_Brief_
Report every line in the dataset excerpts below that contains the word "leaf". Copy each such line in full.

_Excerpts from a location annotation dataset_
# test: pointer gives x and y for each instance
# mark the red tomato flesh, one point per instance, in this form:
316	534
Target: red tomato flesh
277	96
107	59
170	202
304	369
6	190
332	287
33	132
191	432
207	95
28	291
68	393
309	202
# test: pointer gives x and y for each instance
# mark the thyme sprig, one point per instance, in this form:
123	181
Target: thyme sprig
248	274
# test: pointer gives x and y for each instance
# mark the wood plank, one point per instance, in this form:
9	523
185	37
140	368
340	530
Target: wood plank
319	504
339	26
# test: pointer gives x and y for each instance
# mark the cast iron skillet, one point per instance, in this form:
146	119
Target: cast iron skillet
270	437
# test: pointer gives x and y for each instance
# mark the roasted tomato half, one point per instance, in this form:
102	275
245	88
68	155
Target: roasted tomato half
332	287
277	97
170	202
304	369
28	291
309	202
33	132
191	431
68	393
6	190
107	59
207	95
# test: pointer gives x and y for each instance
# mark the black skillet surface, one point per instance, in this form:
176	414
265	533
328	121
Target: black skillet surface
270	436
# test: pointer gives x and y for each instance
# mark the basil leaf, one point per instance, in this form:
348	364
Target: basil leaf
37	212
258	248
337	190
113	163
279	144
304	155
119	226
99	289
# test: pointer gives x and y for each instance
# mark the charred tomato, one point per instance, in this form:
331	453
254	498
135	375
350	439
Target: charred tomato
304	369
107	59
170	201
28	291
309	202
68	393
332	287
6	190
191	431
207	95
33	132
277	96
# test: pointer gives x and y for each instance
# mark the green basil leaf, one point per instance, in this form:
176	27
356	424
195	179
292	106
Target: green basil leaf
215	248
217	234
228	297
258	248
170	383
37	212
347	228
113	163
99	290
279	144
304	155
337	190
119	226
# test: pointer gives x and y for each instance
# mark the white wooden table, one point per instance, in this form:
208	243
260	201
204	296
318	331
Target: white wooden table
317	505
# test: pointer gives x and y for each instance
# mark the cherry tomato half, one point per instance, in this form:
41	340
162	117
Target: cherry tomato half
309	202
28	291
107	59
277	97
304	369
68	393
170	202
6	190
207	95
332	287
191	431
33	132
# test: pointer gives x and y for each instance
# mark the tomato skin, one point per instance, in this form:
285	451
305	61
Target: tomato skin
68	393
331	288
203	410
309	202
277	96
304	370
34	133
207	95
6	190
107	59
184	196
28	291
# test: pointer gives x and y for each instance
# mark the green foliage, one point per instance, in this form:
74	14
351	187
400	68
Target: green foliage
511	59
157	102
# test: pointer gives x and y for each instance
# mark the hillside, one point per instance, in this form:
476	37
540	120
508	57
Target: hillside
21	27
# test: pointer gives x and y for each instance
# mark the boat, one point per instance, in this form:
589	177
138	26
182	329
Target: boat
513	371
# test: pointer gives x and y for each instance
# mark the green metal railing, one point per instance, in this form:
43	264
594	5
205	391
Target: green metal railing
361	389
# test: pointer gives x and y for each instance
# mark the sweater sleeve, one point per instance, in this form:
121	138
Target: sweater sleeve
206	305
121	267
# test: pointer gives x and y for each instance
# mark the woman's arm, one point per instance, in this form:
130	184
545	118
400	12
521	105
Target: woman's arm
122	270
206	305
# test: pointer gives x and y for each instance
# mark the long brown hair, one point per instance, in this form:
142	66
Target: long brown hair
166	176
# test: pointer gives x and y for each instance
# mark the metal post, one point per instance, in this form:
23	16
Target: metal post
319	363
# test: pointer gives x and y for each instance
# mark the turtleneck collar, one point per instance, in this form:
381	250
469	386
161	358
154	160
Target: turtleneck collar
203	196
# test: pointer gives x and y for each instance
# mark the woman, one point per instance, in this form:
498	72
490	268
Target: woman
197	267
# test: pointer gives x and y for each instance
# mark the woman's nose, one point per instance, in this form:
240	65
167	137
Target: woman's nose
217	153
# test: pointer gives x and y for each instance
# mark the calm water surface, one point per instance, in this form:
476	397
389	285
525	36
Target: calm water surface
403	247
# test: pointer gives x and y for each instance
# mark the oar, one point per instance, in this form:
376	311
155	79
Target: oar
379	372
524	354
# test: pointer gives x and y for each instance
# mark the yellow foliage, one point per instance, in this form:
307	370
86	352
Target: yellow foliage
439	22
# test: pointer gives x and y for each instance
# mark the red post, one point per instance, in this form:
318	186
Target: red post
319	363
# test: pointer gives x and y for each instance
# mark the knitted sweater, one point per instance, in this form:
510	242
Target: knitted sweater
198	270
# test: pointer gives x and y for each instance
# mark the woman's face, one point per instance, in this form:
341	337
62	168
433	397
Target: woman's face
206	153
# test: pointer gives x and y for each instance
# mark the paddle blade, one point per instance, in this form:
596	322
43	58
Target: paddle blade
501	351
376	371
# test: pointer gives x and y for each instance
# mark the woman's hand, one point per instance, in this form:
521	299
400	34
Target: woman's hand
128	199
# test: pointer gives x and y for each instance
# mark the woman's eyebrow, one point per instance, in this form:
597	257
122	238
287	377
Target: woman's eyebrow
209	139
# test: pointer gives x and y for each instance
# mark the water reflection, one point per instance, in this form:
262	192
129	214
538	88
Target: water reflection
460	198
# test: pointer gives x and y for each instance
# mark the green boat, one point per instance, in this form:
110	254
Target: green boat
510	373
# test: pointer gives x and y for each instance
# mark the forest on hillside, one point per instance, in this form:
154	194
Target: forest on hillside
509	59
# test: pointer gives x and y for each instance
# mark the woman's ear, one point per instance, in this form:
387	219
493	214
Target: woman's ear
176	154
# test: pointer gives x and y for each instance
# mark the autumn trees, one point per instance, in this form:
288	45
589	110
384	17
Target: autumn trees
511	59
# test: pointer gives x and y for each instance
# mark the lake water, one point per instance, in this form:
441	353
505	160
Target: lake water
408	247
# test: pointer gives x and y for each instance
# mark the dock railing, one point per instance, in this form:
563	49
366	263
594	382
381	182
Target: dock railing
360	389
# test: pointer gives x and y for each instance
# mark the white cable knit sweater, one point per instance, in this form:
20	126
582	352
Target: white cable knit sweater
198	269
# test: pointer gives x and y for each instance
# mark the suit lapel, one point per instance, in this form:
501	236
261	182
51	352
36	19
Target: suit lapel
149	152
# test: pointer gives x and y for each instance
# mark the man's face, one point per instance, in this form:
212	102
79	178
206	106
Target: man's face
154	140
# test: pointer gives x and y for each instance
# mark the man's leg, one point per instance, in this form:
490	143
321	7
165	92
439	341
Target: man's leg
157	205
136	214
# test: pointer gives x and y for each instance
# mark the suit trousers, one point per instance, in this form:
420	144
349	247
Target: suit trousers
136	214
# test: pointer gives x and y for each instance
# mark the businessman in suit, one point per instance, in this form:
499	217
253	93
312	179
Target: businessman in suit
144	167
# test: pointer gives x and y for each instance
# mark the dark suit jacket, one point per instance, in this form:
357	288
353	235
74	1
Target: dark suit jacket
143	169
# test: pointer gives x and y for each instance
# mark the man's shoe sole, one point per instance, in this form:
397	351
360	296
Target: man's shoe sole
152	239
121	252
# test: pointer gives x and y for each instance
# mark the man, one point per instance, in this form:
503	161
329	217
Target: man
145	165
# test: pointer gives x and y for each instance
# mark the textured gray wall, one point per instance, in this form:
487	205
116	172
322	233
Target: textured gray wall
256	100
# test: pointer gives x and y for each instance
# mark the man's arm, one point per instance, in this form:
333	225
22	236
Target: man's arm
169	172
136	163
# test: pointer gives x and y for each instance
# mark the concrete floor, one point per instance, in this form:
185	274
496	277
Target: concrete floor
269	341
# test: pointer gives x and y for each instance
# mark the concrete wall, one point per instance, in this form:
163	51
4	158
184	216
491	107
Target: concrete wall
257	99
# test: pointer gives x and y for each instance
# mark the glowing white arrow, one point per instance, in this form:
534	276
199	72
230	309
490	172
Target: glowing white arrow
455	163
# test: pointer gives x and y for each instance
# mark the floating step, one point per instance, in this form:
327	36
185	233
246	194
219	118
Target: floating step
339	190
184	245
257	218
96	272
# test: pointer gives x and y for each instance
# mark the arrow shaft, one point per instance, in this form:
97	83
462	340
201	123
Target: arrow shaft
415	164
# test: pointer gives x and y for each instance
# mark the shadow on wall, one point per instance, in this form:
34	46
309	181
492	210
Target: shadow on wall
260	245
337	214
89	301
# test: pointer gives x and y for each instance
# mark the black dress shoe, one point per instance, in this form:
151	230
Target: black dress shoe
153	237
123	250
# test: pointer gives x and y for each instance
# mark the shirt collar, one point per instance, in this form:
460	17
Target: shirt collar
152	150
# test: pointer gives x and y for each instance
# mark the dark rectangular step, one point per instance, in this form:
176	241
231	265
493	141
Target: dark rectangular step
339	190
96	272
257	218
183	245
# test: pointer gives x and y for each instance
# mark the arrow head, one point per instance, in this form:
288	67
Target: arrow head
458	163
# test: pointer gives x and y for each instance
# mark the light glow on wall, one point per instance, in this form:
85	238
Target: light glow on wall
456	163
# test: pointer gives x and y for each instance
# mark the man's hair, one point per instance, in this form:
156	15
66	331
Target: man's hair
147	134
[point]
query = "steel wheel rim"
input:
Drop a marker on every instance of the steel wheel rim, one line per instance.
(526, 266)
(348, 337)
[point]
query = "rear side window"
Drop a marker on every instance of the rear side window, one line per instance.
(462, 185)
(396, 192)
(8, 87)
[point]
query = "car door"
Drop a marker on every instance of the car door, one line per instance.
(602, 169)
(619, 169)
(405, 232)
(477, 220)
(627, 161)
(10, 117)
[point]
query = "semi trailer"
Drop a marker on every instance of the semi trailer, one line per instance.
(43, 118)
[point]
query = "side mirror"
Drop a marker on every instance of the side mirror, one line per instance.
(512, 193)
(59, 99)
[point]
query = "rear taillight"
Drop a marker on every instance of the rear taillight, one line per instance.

_Answer for the task_
# mark the basil leaf, one point per instance, in this form:
Target: basil leaf
# mark the green basil leaf, one point per instance, in this form:
Target: green basil leaf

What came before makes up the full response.